* 抜粋本文:
━━━
秋頃に、広葉樹林や竹藪の地上に発生します。
ドクササコのカサは、小さい時は中央のくぼんだ饅頭型で、成長にしたがって開いてじょうご型になります。
カサの縁は内側へ巻き、表面は滑らかです。
ドクササコの毒の性質は、激痛毒性と言われ、苦痛に特化した毒キノコだと言えます。
ドクササコを食べると、3、4日から一週間以上の期間をおいてから毒が効いてきます。
最初はお湯に触れた時に痺れるような痛みが足に起こり、次第に何もしなくともひどい痛みを手足に覚えるようになり、歩行が困難になります。
そして手足の指先が赤く腫れていき、爪をはがし続けるような激痛が起こり、それが性器にも起こると言われています。
食べた量によっては、患部の壊死が起こることもあります。
毒に気づいた時には、手遅れなくらい悪化していることが多く、痛みによって睡眠をとることも不可能になっていきます。
この痛みに対して、痛み止めは全く効かず、モルヒネでさえも効果がないとされています。
この症状が、最低でも1ヶ月は続くとされています。
ドクササコの毒性では、死に至ることは滅多にないですが、死んだ方がマシだとさえ思わせる苦痛を与える毒キノコです。
古くから拷問にも使われていたとも言われています。
昭和中期の中毒例によると、そのあまりの痛みに自殺したり、患部を切断したり、睡眠不足からの衰弱死なども報告されているとされています。
4位 シロタマゴテングタケ
引用:https://www.kinoco-zukan.net
シロタマゴテングタケは、カサの直径5~10cmの中型の毒キノコです。
夏から秋にかけて、広葉樹林や針葉樹林の地上に発生します。
━━━
* 確認用データ:
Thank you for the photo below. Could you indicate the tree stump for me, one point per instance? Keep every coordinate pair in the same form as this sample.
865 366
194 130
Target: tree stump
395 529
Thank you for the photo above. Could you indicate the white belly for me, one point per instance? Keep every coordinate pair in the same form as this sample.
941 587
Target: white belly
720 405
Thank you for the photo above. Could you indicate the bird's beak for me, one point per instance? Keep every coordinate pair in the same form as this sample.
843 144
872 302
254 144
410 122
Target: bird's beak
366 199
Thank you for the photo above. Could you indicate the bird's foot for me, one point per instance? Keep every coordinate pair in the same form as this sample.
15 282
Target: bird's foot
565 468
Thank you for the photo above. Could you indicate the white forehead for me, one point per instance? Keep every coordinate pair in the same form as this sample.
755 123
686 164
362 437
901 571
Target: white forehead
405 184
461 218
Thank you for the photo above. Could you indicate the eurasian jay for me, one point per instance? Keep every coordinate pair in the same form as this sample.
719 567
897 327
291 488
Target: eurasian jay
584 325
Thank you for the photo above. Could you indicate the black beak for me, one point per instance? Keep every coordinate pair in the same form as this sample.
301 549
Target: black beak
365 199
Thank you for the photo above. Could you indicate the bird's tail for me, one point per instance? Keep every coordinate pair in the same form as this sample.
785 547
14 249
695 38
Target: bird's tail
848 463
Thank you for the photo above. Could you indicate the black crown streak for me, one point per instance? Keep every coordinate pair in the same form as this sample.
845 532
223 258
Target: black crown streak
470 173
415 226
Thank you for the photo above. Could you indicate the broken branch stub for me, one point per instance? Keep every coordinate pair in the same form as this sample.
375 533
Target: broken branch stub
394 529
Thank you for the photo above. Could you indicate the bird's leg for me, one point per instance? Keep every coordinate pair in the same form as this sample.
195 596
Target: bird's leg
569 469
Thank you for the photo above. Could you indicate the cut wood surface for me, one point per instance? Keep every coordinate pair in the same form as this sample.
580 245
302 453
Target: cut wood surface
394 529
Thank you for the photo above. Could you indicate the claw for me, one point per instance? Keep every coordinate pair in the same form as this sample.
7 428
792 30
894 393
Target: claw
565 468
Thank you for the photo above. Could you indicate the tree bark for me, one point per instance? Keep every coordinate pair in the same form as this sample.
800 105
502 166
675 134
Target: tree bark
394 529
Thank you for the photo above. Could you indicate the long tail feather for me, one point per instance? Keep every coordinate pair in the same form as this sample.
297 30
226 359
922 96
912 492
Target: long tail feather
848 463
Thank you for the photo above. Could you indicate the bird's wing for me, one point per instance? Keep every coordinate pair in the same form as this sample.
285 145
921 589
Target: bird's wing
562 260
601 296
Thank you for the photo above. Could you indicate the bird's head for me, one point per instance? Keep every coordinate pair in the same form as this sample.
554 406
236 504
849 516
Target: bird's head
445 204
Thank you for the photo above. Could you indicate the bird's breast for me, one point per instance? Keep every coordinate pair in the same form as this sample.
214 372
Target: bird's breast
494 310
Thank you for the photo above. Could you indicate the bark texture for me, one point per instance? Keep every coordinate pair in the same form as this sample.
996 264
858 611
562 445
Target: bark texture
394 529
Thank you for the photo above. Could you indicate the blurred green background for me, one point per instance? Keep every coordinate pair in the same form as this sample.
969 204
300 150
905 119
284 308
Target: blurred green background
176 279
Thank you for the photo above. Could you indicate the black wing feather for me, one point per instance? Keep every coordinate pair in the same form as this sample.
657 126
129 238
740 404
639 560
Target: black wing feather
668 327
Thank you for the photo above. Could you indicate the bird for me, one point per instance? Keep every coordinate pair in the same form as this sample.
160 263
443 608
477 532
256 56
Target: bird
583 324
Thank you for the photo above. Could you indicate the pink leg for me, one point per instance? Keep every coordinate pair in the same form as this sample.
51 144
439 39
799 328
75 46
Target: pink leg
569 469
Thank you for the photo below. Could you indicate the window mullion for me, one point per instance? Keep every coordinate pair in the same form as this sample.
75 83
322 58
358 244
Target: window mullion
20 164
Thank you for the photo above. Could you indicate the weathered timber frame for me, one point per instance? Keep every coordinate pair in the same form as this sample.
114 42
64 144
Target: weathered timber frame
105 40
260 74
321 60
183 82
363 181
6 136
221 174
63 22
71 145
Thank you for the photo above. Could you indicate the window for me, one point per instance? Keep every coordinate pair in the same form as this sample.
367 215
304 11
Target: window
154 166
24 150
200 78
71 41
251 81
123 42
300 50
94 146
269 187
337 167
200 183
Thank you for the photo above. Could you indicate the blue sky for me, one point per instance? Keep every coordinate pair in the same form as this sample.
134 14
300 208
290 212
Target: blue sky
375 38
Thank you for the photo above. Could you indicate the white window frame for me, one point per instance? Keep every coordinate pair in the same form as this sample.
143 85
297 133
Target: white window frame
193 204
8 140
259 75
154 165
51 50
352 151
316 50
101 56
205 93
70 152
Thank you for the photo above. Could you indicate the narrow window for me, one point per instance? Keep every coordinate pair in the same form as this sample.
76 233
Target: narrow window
━━━
* 作業項目 1: 抜粋本文のうち、「ドクササコを食べると、3、4日から一週間以上の期間をおいてから毒が効いてきます。」から始まって「告されているとされています。」で終わる部分を、「痛み止め」を「鎮痛剤」に差し替えて書き直してください。
* 作業項目 2: 抜粋本文で、昭和中期の中毒例として報告されているとされる事柄をすべて挙げてください。
確認用データの行は、抜粋本文とは別のところから持ってきたものです。

* 解答 1:
ドクササコを食べると、3、4日から一週間以上の期間をおいてから毒が効いてきます。
最初はお湯に触れた時に痺れるような痛みが足に起こり、次第に何もしなくともひどい痛みを手足に覚えるようになり、歩行が困難になります。
そして手足の指先が赤く腫れていき、爪をはがし続けるような激痛が起こり、それが性器にも起こると言われています。
食べた量によっては、患部の壊死が起こることもあります。
毒に気づいた時には、手遅れなくらい悪化していることが多く、痛みによって睡眠をとることも不可能になっていきます。
この痛みに対して、鎮痛剤は全く効かず、モルヒネでさえも効果がないとされています。
この症状が、最低でも1ヶ月は続くとされています。
ドクササコの毒性では、死に至ることは滅多にないですが、死んだ方がマシだとさえ思わせる苦痛を与える毒キノコです。
古くから拷問にも使われていたとも言われています。
昭和中期の中毒例によると、そのあまりの痛みに自殺したり、患部を切断したり、睡眠不足からの衰弱死なども報告されているとされています。

* 解答 2: 自殺、患部の切断、睡眠不足からの衰弱死